EXCERPTED PASSAGE -

==============================

Studio album by Nephew
- Released: 5 June 2009
- Genre: Rock
- Length: 50:24
- Label: Copenhagen Records
- Producer: Carsten Heller

Nephew chronology
| Roskilde 07.07.07 (2007) | Danmark/Denmark (2009) | Hjertestarter (2012) |

Singles from Danmark/Denmark
- "007 Is Also Gonna Die"; "Va Fangool!"; "Police Bells and Church Sirens";

= Danmark/Denmark =

Danmark/Denmark is the fourth studio album from the Danish rock band Nephew. It was released on 5 June 2009 (the Danish constitution day or "Grundlovsdag") through Copenhagen Records.

==Publicity==
"007 Is Also Gonna Die", was chosen by the Danish radio channel P3 to be The voice Uundgåelige (P3's Unavoidable) in week 16, 2009, meaning that the song will be played at least once every two hours for an entire week.

==============================

STORED ROWS -
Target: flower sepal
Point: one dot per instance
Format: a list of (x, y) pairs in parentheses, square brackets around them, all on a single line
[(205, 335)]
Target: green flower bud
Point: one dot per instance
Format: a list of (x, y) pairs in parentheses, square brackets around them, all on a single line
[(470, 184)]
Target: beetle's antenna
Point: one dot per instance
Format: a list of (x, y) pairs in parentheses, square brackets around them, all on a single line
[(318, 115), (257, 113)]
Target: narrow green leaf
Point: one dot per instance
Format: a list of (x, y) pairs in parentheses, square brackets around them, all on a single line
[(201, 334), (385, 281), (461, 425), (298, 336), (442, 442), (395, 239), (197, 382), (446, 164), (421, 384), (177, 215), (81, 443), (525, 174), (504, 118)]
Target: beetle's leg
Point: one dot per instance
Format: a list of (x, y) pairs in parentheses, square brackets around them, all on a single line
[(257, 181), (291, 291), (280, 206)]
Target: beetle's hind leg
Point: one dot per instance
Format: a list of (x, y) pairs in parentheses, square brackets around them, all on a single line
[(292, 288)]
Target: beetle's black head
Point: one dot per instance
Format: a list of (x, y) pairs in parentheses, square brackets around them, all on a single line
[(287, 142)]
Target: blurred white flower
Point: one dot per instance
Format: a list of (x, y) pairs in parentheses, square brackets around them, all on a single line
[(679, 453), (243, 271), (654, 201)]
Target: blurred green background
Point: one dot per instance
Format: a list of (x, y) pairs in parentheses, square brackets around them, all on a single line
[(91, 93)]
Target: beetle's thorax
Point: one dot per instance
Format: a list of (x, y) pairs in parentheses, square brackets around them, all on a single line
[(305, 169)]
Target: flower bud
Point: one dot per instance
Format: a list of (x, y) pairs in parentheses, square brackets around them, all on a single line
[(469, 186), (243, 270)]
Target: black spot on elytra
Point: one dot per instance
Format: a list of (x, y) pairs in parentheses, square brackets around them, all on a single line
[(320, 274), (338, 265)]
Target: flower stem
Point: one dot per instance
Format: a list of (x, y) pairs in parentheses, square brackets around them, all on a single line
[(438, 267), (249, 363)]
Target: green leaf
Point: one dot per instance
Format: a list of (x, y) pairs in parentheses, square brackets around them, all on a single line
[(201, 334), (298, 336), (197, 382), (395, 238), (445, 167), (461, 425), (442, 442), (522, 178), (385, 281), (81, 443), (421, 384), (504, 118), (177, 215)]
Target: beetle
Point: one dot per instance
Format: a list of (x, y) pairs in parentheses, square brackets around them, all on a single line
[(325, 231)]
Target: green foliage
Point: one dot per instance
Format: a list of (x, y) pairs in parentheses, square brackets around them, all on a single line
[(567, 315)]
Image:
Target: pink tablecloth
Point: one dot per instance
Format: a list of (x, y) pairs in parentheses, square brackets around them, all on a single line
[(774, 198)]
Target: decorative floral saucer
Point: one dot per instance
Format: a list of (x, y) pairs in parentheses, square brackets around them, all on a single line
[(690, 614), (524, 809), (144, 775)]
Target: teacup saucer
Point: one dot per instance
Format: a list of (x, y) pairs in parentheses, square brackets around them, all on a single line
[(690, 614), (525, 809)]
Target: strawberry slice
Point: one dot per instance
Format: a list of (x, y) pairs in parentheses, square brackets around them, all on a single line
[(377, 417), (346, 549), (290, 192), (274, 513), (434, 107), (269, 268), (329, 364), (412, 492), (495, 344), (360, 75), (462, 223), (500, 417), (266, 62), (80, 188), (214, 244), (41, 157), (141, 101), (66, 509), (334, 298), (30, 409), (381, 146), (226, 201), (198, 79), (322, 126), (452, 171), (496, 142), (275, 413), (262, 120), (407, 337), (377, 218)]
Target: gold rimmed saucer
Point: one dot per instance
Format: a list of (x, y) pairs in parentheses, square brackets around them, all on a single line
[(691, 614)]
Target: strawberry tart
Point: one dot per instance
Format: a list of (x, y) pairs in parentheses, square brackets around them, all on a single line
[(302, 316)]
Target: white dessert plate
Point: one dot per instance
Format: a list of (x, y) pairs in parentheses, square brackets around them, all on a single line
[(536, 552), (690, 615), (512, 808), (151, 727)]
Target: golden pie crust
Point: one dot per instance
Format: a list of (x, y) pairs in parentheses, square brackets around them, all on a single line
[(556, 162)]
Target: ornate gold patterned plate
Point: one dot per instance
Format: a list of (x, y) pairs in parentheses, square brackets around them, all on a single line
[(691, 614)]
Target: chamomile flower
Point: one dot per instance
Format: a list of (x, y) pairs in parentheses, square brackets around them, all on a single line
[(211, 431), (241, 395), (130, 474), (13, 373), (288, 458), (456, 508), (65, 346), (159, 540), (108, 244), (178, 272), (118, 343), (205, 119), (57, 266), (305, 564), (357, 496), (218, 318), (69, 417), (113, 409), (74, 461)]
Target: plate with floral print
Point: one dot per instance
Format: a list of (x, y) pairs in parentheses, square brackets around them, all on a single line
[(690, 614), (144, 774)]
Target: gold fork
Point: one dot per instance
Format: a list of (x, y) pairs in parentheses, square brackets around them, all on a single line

==============================

EXERCISE REQUIREMENTS -
(1) Set down the part of the Danmark/Denmark album entry above, starting with "Singles from Danmark/Denmark" and going on through "through Copenhagen Records.".
(2) Answer these from the Danmark/Denmark album entry above:
(a) Who is listed as the album's producer?
(b) What Danish holiday falls on the album's release date?
(c) How often was "007 Is Also Gonna Die" to be played during week 16 of 2009?

RESPONSES -
(1)
Singles from Danmark/Denmark
- "007 Is Also Gonna Die"; "Va Fangool!"; "Police Bells and Church Sirens";

= Danmark/Denmark =

Danmark/Denmark is the fourth studio album from the Danish rock band Nephew. It was released on 5 June 2009 (the Danish constitution day or "Grundlovsdag") through Copenhagen Records.

(2)
(a) Carsten Heller
(b) The Danish constitution day, "Grundlovsdag"
(c) At least once every two hours for an entire week